── Records for processing
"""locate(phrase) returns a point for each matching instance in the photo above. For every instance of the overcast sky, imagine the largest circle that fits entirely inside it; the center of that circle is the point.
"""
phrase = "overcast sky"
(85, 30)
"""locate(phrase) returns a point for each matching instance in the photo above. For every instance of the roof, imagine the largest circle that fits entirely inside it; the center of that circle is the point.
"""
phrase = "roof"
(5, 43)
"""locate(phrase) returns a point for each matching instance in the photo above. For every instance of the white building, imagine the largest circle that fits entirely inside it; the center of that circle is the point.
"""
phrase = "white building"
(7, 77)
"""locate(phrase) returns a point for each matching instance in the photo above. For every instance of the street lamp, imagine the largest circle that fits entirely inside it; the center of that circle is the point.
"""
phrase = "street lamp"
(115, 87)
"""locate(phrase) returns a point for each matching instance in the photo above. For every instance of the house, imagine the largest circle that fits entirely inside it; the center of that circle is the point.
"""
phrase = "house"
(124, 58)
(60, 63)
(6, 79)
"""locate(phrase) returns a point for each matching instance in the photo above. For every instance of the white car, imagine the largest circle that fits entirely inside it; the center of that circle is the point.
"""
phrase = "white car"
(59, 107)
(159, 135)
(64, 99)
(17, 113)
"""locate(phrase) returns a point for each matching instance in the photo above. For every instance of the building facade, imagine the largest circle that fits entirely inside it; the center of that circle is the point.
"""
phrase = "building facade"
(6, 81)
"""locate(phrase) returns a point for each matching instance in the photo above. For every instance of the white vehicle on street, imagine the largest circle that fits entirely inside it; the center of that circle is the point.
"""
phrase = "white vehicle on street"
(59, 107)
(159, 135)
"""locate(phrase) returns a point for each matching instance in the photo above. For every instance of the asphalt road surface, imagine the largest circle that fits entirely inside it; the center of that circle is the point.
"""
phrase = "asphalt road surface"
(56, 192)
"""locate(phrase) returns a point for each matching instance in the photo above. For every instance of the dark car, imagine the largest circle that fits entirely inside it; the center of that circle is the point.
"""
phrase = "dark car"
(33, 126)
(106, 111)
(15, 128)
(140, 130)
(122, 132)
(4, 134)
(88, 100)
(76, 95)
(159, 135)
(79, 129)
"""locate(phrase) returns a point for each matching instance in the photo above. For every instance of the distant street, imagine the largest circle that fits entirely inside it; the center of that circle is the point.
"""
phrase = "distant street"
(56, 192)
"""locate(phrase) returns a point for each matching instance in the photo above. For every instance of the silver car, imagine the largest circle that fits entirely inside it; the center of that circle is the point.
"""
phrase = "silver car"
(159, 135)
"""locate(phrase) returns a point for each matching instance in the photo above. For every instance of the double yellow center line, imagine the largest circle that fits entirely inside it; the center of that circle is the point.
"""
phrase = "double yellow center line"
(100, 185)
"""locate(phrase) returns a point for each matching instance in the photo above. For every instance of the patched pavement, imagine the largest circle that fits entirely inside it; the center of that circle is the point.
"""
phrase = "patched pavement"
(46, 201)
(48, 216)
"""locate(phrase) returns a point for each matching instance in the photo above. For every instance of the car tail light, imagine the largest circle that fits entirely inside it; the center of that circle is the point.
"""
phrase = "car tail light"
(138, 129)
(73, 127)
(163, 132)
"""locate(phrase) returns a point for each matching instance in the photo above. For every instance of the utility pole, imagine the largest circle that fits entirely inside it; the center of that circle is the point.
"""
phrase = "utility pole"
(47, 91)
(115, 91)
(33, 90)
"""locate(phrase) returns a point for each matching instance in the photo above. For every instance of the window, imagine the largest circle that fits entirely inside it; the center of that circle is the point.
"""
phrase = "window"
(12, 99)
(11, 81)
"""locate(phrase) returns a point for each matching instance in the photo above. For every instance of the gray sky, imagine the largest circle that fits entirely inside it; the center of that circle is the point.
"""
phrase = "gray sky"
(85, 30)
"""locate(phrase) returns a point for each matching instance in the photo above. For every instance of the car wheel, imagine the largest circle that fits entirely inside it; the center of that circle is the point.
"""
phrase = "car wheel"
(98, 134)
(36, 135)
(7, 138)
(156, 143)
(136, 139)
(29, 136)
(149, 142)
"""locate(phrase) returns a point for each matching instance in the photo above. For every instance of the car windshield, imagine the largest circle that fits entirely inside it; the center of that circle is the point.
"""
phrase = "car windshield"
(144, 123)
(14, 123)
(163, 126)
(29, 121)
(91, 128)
────
── Records for processing
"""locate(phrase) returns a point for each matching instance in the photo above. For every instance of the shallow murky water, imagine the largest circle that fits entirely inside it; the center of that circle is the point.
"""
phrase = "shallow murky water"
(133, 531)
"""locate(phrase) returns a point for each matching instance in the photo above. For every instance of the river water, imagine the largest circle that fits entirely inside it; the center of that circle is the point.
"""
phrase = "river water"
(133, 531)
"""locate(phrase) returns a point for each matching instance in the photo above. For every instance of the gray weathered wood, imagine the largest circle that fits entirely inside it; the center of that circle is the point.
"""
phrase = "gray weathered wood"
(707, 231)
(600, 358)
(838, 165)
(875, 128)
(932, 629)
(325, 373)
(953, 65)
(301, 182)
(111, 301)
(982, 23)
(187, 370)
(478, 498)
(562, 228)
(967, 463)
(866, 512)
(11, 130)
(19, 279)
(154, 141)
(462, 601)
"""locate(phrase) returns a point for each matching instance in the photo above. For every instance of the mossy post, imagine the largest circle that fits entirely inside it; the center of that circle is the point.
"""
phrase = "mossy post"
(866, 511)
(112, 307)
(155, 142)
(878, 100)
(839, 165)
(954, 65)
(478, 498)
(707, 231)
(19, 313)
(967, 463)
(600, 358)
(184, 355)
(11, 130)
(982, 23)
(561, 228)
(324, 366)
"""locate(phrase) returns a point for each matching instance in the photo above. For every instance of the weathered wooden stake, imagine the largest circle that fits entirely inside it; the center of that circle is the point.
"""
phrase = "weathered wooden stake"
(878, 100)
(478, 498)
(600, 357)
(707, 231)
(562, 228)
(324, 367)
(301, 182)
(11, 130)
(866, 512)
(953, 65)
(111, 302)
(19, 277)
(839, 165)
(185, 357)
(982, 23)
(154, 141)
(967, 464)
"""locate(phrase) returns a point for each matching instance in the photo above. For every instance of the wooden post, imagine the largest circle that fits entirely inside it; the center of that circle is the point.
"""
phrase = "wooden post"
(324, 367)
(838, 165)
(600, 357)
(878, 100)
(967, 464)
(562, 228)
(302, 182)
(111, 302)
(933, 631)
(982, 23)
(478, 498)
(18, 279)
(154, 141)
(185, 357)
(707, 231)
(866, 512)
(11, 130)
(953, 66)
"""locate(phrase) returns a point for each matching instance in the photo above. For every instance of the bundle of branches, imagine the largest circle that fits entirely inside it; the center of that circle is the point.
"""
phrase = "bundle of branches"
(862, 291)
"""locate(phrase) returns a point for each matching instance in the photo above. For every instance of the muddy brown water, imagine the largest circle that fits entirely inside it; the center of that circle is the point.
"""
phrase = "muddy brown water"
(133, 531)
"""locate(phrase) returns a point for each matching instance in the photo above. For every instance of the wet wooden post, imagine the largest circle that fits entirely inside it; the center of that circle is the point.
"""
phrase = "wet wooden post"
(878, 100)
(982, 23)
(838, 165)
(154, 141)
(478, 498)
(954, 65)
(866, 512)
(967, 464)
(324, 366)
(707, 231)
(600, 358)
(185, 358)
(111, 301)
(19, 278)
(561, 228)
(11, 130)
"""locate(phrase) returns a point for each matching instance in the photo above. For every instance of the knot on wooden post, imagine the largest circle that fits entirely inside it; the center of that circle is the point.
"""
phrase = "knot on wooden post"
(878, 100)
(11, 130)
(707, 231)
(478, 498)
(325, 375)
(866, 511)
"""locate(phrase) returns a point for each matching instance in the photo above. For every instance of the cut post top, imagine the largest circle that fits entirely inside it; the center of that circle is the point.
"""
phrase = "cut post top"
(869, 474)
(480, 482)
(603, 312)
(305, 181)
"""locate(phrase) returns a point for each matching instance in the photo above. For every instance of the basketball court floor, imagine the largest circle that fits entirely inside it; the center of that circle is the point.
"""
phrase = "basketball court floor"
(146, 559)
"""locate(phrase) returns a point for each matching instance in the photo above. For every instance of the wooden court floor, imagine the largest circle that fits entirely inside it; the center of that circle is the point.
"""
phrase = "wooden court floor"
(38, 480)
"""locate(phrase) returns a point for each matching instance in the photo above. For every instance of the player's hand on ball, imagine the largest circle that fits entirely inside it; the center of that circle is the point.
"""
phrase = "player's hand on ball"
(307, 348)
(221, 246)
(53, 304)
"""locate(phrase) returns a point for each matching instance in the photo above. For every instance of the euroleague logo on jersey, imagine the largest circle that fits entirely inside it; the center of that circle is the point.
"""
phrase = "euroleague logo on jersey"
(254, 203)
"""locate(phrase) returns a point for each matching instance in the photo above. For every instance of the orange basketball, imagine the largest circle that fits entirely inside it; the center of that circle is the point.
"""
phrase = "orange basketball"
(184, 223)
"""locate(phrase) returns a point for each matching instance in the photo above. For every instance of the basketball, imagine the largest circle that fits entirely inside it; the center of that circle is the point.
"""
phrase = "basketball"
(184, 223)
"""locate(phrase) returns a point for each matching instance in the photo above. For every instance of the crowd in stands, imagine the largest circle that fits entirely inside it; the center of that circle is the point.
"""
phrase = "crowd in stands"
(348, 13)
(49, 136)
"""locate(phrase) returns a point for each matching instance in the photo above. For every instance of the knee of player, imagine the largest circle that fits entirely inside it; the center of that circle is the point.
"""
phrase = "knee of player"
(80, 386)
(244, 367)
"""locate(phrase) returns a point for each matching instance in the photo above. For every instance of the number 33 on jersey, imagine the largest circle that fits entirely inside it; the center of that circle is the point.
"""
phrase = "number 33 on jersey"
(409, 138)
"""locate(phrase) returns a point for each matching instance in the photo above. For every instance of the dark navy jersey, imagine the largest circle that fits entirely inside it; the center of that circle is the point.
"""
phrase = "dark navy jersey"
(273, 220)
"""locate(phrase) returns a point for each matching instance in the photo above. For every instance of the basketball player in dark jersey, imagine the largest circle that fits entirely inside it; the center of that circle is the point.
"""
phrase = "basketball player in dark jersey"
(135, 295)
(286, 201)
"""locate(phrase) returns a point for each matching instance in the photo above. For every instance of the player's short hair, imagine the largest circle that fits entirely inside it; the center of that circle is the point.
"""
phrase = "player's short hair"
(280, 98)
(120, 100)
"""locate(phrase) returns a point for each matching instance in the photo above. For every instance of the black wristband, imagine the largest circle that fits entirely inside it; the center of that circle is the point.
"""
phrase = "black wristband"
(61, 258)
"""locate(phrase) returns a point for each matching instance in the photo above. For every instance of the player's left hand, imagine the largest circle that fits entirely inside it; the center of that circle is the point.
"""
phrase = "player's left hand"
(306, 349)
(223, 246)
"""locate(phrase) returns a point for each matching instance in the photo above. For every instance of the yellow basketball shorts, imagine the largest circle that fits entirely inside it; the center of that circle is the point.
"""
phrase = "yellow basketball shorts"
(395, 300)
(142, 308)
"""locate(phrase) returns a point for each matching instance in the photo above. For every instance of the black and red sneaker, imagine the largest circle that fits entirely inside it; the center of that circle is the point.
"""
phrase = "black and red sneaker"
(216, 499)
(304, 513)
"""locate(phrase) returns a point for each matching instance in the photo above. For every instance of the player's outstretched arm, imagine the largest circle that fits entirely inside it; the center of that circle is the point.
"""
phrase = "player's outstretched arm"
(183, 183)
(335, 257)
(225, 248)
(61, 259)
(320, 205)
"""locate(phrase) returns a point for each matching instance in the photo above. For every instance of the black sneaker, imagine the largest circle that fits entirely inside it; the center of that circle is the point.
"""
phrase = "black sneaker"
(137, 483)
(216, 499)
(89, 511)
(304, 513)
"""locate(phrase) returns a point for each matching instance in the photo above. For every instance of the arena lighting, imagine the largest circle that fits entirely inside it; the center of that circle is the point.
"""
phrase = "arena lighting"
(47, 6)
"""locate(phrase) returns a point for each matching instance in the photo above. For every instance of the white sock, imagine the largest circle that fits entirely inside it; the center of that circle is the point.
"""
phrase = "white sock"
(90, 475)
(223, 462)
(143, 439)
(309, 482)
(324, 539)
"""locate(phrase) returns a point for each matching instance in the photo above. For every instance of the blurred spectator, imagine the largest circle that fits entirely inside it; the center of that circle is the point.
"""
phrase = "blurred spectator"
────
**Description of the task**
Locate every line in the items above that contains the string "orange", treating uppercase and lowercase as different, and copy each such line.

**Result for this task**
"""locate(phrase) returns a point for each matching instance in the photo above. For every instance of the orange basketball, imagine the largest circle that fits entirely inside it; the center of that circle is the point.
phrase = "orange basketball"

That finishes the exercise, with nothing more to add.